__RECORDS FOR THE TASK__
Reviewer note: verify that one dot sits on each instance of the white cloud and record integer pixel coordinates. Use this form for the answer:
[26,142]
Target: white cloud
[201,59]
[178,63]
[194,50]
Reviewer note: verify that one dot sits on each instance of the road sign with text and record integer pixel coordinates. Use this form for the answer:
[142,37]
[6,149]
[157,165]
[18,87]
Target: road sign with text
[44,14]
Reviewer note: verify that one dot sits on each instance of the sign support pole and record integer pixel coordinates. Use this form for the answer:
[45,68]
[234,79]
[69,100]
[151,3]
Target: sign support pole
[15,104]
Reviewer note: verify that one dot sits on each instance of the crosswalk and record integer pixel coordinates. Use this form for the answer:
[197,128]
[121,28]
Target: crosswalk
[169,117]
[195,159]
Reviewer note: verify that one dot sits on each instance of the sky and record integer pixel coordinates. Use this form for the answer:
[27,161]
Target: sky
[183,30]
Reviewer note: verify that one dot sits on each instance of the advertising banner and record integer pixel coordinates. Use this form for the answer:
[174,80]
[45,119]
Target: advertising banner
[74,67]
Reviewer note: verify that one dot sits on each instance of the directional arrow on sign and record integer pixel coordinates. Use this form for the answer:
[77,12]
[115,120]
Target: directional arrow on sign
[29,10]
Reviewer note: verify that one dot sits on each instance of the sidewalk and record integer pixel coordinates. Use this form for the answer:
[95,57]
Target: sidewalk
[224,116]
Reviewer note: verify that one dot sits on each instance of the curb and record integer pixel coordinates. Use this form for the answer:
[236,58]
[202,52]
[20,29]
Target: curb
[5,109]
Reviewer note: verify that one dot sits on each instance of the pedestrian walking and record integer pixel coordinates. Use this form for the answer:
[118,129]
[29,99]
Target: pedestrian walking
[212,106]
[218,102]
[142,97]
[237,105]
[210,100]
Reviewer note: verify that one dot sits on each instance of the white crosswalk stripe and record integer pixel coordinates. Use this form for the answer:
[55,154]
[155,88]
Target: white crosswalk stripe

__WHAT YOU NEED TO DO__
Every line of the data above should be output exactly as written.

__YOUR SOLUTION__
Reviewer note: verify that one dot sits on each instance of the white cloud and record integer pixel coordinates. Use this form for the answer:
[26,142]
Target: white cloud
[201,59]
[178,63]
[194,50]
Reviewer note: verify that one dot sits on each instance of the road sign with text and record integer pixel coordinates. Use this form for the answer:
[142,37]
[6,149]
[157,165]
[18,87]
Target: road sign with text
[44,14]
Reviewer note: verify that one dot sits on each instance of the sign support pole and record integer pixel coordinates. Use this form for the answer:
[45,68]
[234,79]
[69,100]
[151,3]
Target: sign support pole
[15,104]
Reviewer note: verify that one dot sits on each instance of the crosswalk and record integer pixel coordinates. Use this form for the answer:
[197,128]
[121,28]
Target: crosswalk
[169,117]
[195,159]
Reviewer note: verify that one dot sits on each instance of the sky and record integer pixel coordinates. Use this form for the answer:
[27,161]
Target: sky
[183,30]
Reviewer note: verify that one dot sits on each instance of the advertising banner and record integer pixel coordinates. Use this form for the answer:
[174,80]
[45,119]
Target: advertising banner
[74,67]
Reviewer note: verify that one dot sits on each instance of the directional arrow on sign and record integer pixel coordinates. Use this form for the answer:
[77,12]
[115,120]
Target: directional arrow on sign
[29,10]
Reviewer note: verify that one dot sits on each instance of the sidewalk and record integer pixel coordinates. Use this form for the answer:
[95,57]
Target: sidewalk
[224,116]
Reviewer note: verify that one dot sits on each instance of the curb and record integer pixel coordinates. Use this form for the answer:
[236,58]
[202,52]
[20,29]
Target: curb
[5,109]
Reviewer note: verify that one dot sits on each instance of the pedestrian walking and record integer pixel coordinates. Use this form for the answer:
[118,129]
[29,99]
Target: pedestrian walking
[212,106]
[218,102]
[142,97]
[237,105]
[210,100]
Reviewer note: verify that one dot sits on each instance of the white crosswalk stripe and record integer pixel coordinates. Use this form for the answer:
[55,154]
[155,88]
Target: white crosswalk stripe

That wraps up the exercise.